#### [PARTS OF THE EXERCISE]
1. Copy from the passage on US stimulus talks the part that begins at the words "Even though the" and ends after the words "will be spent.".
2. Answer these questions from the passage on US stimulus talks:
(a) What was the value of the bill the Democrats had already passed in the House?
(b) Above what level did the EURUSD rise for the first time since September 21st?
(c) Why do some conservative Republican members want a small bill?

#### [TEXT]

__________

Even though the US election is now closer and uncertainty is expected to rise near the event, the currency market had been mainly driven by US stimulus talks. Faced with a new package worth between $1.6 – $2.2 trillion, the US dollar had been under pressure, as the new funds will further support the economy while keeping the dollar subdued.
The negotiations saga continues
After abruptly ending the negotiations, President Trump made a U-turn and it is now supporting a bill worth $1,8 trillion. Whether or not that would be enough it’s still up to debate, considering the democrats had already passed a bill in the House, worth $2.2 trillion. Based on the latest headlines, not only the size of the package is the main problem, but how the money will be spent.
The democratic side would like to spend more on countering the pandemic and also, would not like the President to have discretionary authority, especially now that the election is close. On the other side, the Republican side is still divided, as some conservative members want a small bill, given the budget deficit already ballooned to record levels.
Euro and Pound rise
Two of the main risk currencies, the Euro and the Pound, had risen during the past week, as FX market participants cheered the idea of new US stimulus. The EURUSD continued to recover from the September selloff and managed to rise above 1.18 for the first time since September 21st. GBPUSD, on the other hand, broke above 1.30, which was a critical resistance level, even though uncertainty around Brexit had not yet vanished.

__________

#### [RECORDED DATA]
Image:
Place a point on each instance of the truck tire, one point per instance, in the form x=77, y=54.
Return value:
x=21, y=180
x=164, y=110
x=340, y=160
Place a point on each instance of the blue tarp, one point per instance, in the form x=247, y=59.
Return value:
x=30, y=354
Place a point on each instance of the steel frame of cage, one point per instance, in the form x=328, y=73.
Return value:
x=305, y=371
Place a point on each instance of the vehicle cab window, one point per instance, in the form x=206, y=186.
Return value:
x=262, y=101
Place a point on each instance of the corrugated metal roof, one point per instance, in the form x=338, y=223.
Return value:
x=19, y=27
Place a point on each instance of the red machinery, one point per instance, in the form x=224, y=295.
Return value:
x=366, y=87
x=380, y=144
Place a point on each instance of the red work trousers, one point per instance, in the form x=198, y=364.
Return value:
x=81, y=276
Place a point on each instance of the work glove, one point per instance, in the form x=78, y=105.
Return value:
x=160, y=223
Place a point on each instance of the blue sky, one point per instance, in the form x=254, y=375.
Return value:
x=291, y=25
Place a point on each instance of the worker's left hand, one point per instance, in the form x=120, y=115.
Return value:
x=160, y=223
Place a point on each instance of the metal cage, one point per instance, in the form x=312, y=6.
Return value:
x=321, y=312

__________

#### [RESULTS BY TASK]
1.
Even though the US election is now closer and uncertainty is expected to rise near the event, the currency market had been mainly driven by US stimulus talks. Faced with a new package worth between $1.6 – $2.2 trillion, the US dollar had been under pressure, as the new funds will further support the economy while keeping the dollar subdued.
The negotiations saga continues
After abruptly ending the negotiations, President Trump made a U-turn and it is now supporting a bill worth $1,8 trillion. Whether or not that would be enough it’s still up to debate, considering the democrats had already passed a bill in the House, worth $2.2 trillion. Based on the latest headlines, not only the size of the package is the main problem, but how the money will be spent.

2.
(a) $2.2 trillion.
(b) 1.18.
(c) The budget deficit has already ballooned to record levels.